#### Page text
*-*-*

The goal of Yeppp! project is to provide an optimized set of high-level operations, which can be used as a target by high-level language compilers. In a sense, Yeppp! functions are high-level analogs of LLVM instructions, which operate on vectors instead of individual elements. Due to higher level of operation, Yeppp! functions can exploit more optimization opportunities than C compilers (e.g. the unroll factor for dot product functions in Yeppp! is adjusted individually for each microarchitecture to maximize the throughput of floating-point instructions). As operations on vectors are an important use-case for Julia, I am sure that it could benefit from optimized functions in Yeppp!

*-*-*

#### Record set
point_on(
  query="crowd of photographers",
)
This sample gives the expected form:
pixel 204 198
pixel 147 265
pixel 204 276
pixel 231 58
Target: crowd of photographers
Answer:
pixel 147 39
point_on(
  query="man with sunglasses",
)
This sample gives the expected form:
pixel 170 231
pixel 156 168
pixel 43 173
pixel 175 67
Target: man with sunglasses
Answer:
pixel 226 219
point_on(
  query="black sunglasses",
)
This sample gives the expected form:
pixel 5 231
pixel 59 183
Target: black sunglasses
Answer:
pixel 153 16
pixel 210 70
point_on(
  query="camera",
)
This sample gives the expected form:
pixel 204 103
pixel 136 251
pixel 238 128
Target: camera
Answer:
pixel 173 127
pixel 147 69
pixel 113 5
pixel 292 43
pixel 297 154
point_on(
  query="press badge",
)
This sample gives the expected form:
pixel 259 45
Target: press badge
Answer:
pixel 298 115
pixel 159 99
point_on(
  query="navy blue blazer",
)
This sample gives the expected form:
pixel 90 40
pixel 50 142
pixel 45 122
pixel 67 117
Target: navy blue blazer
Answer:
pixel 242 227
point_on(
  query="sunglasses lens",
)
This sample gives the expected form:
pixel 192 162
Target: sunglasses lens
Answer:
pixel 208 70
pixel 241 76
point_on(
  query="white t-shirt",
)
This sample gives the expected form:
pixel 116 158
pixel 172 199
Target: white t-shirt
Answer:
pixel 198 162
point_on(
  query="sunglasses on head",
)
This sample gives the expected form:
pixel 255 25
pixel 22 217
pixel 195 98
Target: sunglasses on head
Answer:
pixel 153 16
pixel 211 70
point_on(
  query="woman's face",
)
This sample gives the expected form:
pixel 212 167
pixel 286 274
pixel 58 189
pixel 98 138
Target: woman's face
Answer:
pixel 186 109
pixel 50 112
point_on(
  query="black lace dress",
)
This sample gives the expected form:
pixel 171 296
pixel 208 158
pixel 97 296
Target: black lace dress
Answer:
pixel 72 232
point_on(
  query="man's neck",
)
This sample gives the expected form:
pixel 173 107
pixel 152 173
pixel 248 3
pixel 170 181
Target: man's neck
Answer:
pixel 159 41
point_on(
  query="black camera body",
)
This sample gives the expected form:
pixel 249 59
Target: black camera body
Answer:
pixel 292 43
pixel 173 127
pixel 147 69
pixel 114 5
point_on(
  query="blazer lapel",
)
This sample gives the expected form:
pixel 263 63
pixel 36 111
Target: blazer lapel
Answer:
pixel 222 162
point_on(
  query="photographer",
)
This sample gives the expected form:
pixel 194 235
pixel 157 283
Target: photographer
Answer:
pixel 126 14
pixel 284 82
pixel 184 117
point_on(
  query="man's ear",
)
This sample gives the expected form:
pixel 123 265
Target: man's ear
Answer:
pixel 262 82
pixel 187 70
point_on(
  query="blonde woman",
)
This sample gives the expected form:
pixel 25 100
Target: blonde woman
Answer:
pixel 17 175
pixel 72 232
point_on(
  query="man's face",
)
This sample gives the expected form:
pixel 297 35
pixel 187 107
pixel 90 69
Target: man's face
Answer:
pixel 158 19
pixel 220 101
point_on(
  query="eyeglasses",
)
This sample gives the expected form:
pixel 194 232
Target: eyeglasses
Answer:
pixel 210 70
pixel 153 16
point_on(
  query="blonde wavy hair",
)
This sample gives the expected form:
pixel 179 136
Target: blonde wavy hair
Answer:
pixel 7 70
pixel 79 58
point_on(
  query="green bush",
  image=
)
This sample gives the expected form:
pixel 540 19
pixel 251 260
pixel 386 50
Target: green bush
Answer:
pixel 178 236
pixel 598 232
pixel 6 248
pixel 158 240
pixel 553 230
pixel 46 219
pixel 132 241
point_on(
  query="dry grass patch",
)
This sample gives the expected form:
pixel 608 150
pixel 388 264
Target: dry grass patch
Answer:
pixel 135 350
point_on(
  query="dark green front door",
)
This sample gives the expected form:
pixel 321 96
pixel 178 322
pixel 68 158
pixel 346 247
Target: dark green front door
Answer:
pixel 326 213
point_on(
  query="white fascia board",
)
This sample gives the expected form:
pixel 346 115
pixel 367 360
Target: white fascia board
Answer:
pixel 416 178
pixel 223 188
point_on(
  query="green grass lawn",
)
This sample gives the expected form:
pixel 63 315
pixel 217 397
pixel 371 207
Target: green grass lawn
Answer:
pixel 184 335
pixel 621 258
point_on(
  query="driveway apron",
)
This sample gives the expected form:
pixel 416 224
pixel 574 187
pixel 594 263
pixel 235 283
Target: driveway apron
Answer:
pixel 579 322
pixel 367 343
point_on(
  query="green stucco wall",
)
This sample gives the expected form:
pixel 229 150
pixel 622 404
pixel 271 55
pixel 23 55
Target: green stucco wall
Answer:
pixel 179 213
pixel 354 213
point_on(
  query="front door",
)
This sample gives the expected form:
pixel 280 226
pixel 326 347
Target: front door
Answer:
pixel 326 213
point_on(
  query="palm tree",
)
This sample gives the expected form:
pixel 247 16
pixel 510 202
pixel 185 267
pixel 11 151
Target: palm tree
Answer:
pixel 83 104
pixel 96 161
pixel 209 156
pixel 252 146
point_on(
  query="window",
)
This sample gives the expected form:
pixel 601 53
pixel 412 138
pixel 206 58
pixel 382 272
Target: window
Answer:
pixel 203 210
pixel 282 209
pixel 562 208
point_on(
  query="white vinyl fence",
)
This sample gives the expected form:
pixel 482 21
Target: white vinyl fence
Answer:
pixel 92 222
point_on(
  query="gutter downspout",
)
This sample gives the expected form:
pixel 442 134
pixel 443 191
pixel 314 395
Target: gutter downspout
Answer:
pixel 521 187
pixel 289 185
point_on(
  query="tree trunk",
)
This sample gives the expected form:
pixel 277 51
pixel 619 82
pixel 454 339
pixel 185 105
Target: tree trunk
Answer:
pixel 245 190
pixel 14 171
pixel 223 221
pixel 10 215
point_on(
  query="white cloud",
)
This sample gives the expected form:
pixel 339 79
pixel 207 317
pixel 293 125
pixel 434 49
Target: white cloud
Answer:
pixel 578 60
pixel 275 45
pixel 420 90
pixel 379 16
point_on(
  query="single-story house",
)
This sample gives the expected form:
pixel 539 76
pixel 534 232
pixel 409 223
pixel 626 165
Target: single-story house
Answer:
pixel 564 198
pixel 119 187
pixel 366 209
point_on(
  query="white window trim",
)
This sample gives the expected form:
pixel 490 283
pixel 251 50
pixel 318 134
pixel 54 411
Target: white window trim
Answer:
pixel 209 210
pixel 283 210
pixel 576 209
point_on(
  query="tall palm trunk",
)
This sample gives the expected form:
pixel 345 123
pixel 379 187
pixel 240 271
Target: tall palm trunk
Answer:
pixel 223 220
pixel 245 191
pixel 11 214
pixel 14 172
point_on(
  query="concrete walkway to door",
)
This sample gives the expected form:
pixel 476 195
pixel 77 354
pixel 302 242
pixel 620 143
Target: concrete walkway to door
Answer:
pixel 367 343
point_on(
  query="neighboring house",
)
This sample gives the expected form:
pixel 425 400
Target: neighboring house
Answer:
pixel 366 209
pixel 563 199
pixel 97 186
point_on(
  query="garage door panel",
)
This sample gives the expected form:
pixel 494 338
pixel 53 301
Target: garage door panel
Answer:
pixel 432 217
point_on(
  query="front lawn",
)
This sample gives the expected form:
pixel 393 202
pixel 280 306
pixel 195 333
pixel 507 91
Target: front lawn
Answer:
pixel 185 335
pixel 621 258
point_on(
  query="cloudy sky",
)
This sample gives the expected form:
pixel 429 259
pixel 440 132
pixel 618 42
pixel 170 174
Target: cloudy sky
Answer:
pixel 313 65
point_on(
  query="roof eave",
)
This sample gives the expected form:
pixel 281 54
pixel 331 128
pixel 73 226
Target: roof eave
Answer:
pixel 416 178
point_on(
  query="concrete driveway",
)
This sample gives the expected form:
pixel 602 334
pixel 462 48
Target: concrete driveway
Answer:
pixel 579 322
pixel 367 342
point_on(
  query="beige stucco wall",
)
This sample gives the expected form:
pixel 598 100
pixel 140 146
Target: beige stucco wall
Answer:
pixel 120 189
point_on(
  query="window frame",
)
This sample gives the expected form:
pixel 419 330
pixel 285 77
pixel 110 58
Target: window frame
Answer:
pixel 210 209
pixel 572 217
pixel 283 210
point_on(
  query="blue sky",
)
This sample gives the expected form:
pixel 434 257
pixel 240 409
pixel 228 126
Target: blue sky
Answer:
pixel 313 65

*-*-*

#### What this exercise asks
a - Decide whether each statement agrees with the passage on Yeppp!, and answer yes or no with the deciding words quoted. (i) Yeppp! functions work on vectors rather than on individual elements. (ii) The unroll factor for dot product functions in Yeppp! is the same for every microarchitecture. (iii) Yeppp! is meant to serve as a target for high-level language compilers.
b - List every software project, compiler infrastructure, or programming language named in the passage on Yeppp!.
c - Quote the part of the passage on Yeppp! starting at "The goal of" and ending at "optimized functions in Yeppp!".
The entries above have no connection to the passage on Yeppp!.

#### Answer list
a -
(i) Yes: "which operate on vectors instead of individual elements"
(ii) No: "is adjusted individually for each microarchitecture to maximize the throughput of floating-point instructions"
(iii) Yes: "which can be used as a target by high-level language compilers"

b -
Yeppp!
LLVM
C
Julia

c -
The goal of Yeppp! project is to provide an optimized set of high-level operations, which can be used as a target by high-level language compilers. In a sense, Yeppp! functions are high-level analogs of LLVM instructions, which operate on vectors instead of individual elements. Due to higher level of operation, Yeppp! functions can exploit more optimization opportunities than C compilers (e.g. the unroll factor for dot product functions in Yeppp! is adjusted individually for each microarchitecture to maximize the throughput of floating-point instructions). As operations on vectors are an important use-case for Julia, I am sure that it could benefit from optimized functions in Yeppp!